- Provided passage:
If I didn't have the pine jacket, navy would have been a must have...now I am aiming more towards a brown/khaki...haha, the bug's got me again!


----------



## flower71

*diaraq*, lovely bracelet, congrats! Never seen one IRL, so nice to have a pic of it


----------



## flower71

*aki *!!! nice to see you, I have been off (emmm, more on another forum, had to focus!!) so happy to see you with your beautiful seafoam bag! wishing for more colour around this place, it's icy here, brr!


----------



## purses & pugs

*delmilano*, I'm glad you manage to find one and that you love it I can imagine it's a really practical bag too. I saw the suede bags (not a Folk though, only City and WE) in Bal Milan and they were beautiful!!! And PH makes them even more special.


----------



## tsuarsawan

*delmilano* the folk bag looks gorgeous! So lovely & stylish. Looks beautiful with your navy jacket. 

*MissMerion *Love your Black GSH city & that gorgeous AM scarf is a perfect match.


----------



## diaraqmon

*roey*... yes it's ashley! she was so sweet, there's nothing more comforting than SA's that dont have something up their butt!


----------



## Pollie-Jean

Delmilano, your folk is


----------



## Line C

Delmilano you look fabulous!!! I was sure I didn't like the Folk, but seeing it on you makes me kind of like it... how tall are you?


----------



## delmilano

*flower71* : merci beaucoup, le folk est très pratique, light weight, a nice change from the usual bal shape which i love. 
*purses & pugs* : thanks *A*, i know suede are quite high maintenance but this beauty really worths it. i tried a leather folk on a while ago and didn't like it this much. 
the pewter is an extra for sure. loving the pewter rh so bad.
*tsuarsawan*: thanks sweetie.

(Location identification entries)
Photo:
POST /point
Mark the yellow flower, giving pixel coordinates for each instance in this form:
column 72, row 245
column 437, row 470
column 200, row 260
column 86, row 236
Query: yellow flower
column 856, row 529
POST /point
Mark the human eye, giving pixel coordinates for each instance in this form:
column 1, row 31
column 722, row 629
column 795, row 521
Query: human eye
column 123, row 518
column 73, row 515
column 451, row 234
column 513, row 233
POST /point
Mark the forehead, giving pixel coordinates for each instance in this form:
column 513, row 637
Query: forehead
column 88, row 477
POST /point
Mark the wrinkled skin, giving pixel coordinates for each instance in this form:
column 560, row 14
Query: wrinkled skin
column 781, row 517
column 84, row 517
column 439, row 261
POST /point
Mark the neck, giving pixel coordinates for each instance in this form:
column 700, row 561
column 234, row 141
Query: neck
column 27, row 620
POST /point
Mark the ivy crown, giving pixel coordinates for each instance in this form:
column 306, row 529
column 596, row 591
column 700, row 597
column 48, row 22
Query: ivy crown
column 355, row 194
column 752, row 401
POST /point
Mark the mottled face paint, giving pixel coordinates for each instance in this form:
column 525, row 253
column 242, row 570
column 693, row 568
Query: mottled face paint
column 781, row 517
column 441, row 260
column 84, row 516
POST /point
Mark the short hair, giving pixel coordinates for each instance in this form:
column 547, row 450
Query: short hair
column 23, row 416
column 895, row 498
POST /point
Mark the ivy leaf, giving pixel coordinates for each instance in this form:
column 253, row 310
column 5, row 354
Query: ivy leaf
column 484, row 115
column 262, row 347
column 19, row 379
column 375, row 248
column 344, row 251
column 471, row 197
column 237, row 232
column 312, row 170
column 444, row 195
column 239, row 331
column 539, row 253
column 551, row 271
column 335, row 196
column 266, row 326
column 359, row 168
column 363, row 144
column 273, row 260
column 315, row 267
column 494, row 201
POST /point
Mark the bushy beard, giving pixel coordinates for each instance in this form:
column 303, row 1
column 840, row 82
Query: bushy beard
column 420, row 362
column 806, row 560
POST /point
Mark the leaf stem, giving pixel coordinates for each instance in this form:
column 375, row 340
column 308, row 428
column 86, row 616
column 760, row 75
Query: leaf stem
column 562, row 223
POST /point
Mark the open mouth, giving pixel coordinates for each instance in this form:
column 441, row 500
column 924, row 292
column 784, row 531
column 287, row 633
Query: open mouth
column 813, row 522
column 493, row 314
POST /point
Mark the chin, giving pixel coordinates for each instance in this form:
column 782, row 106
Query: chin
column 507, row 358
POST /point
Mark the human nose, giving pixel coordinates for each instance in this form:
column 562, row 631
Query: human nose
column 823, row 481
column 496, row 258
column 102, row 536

- Exercise:
Decide whether each statement below agrees with the handbag forum thread, answering yes or no and quoting the words from the thread that settle it. 1. The suede bags that purses & pugs saw in Bal Milan included a Folk. 2. delmilano once tried on a leather Folk and liked it less than the suede one. 3. flower71 describes the weather as icy.

- Worked solution:
1. No: "not a Folk though, only City and WE"
2. Yes: "i tried a leather folk on a while ago and didn't like it this much."
3. Yes: "it's icy here, brr!"